## What this task involves:
Pick up the Myrient settlement disclosure below after its final sentence and continue writing it.

## Reading passage:
------------------------------
With this in mind, Myrient makes the following disclosures:
Item 5. Other Events and Regulation FD Disclosure.
Settlement with former CEO and Vice-Chairman
As was previously disclosed, most recently in Part II, Item 1 and in the related Notes to the Company's Financial Statements in the Company's Form 10QSB (for the quarter ended February 28, 2003) filed May 30, 2003, the Company was a party to several lawsuits (the "Matter") involving Myrient, its former CEO and Vice-Chairman Toan V. Dinh ("Dinh") and various other parties (the parties to the Matter shall hereinafter be collectively referred to as the "Parties" and individually as a "Party").
On June 20, 2003, the Parties to the Matter executed a Settlement and Release Agreement ("Agreement").
------------------------------
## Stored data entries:
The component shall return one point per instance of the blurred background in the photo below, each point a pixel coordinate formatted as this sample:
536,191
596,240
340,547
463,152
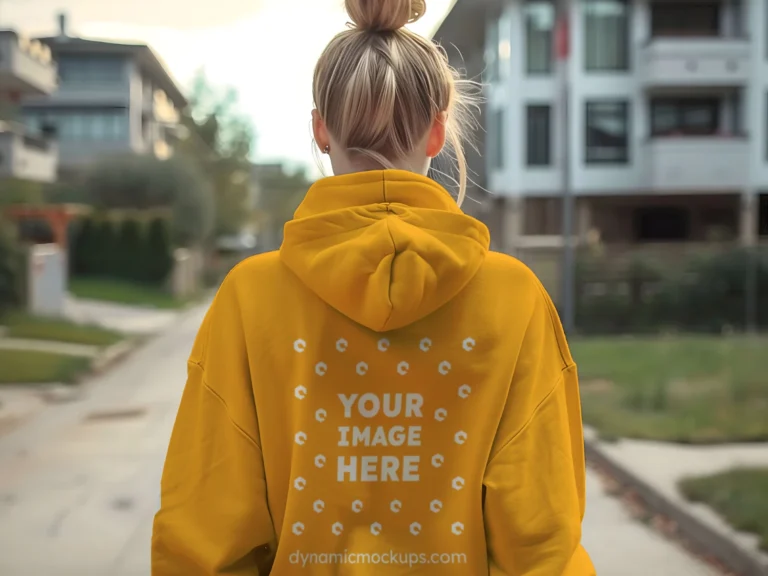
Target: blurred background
622,154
------------------------------
## Right answer:
With respect to the Agreement, it is relevant that: (i) the Agreement provides for the dismissal, with prejudice, of all lawsuits, counter-claims and cross-claims related to the Matter, by and between the Parties to the Matter; (ii) the voluntary cancellation of approximately 3 million common shares and any and all stock options owned by a Party to the Matter; (iii) the cancellation of all outstanding promissory notes owed by Myrient in favor of a Party to the Matter; (iv) the assumption by a Party to the Matter (other than Myrient) of all responsibility to satisfy a judgment valued at more than USD $700,000.00**; and (v) the cancellation and reversal of all obligations (the principal amount of which was more than USD $1,370,000.00) owed by Myrient, and partially guaranteed by Mr. Turbow, Myrient's Pres ident, in favor of two Parties to the Matter.
The Company's upcoming quarterly statement shall reflect the effect of the Agreement.
** The aforementioned judgment liability and related accrued interest and expenses will not be canceled and reversed until after the judgment has been satisfied pursuant to the Agreement.
Pending Foreclosure by Bank
The Company has been notified by the holder of its primary line of credit bank that it intends to foreclose on the collateral for its defaulted notes. The obligation to repay the notes is secured by all the assets of the Company including intellectual property and all accounts receivable. The Company has been unable to repay the notes and has been advised by the holder that it intends to exercise its rights in respect of the security interest the holder has pursuant to the terms of the California Uniform Commercial Code and all other applicable law and equitable principles.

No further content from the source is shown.